Output all of the data below exactly as given.

● DATA TO USE:
## START

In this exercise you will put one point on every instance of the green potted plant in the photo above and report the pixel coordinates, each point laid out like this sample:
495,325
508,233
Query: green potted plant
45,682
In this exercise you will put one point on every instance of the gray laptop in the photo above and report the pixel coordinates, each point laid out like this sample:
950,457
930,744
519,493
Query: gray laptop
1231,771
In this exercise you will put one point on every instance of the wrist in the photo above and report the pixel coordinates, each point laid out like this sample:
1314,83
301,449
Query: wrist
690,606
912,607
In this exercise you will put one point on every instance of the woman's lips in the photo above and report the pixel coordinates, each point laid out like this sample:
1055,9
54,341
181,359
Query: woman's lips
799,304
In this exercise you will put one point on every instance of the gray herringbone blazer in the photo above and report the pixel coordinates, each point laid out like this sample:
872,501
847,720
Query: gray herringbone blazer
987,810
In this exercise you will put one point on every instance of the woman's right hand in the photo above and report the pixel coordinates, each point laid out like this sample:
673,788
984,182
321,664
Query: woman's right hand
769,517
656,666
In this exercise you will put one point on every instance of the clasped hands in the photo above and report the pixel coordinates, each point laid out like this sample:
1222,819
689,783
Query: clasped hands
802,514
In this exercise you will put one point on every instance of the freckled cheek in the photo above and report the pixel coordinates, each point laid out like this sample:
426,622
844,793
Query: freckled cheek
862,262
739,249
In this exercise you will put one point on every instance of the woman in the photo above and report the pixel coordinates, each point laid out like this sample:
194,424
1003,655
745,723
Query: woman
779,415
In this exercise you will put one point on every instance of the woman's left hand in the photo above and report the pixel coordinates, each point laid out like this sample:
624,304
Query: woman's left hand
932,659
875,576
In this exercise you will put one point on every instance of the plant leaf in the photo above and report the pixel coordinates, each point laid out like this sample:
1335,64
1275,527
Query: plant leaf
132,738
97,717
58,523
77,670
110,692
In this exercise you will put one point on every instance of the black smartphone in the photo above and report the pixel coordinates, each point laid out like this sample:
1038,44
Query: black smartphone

## END

● SOLUTION FOR THIS TASK:
In this exercise you will put one point on every instance of the green potted plant in the photo above and report the pixel coordinates, each point laid out like this sample:
495,325
508,233
Query: green potted plant
45,682
In this exercise you will put one point on every instance of the gray laptop in the photo above and report the pixel coordinates, each point laid out like this sample:
950,457
930,744
519,493
Query: gray laptop
1231,771
In this exercise you will put one point on every instance of the wrist in the photo above and report the pixel coordinates, each point laid out like this sample:
1314,83
301,449
Query: wrist
690,606
912,607
In this exercise you will put one point on every instance of the woman's lips in the photo above and report the pixel coordinates, each point laid out like this sample:
1055,9
54,341
181,359
Query: woman's lips
799,304
In this exercise you will put one point on every instance of the gray herringbone blazer in the photo above and report the pixel coordinates, each point laid out like this sample:
872,501
847,720
Query: gray herringbone blazer
987,810
In this exercise you will put one point on every instance of the woman's right hand in the photo above and report the pixel coordinates, each point laid out like this sample:
673,788
984,182
321,664
Query: woman's right hand
769,517
656,666
In this exercise you will put one point on every instance of the clasped hands in the photo above and report the pixel coordinates, each point laid out like this sample:
1222,819
689,783
Query: clasped hands
802,514
In this exercise you will put one point on every instance of the freckled cheek in the photo above and report the pixel coordinates, each point laid out like this sample:
426,622
844,793
Query: freckled cheek
862,262
739,249
In this exercise you will put one point on every instance of the woman in the photo above and report the pixel coordinates, each point laid out like this sample:
194,424
1003,655
745,723
Query: woman
779,415
In this exercise you will put one point on every instance of the woman's left hand in the photo above and report the pixel coordinates, each point laid out like this sample:
624,304
Query: woman's left hand
932,659
875,576
In this exercise you will put one point on every instance of the plant leaf in the photo above and report the pixel coordinates, each point laid out like this sample:
1335,64
1275,527
Query: plant leaf
132,738
97,717
58,523
77,670
110,692
In this exercise you will put one point on every instance of the black smartphone in the photo above and report the pixel coordinates, each point laid out like this sample:
1038,44
Query: black smartphone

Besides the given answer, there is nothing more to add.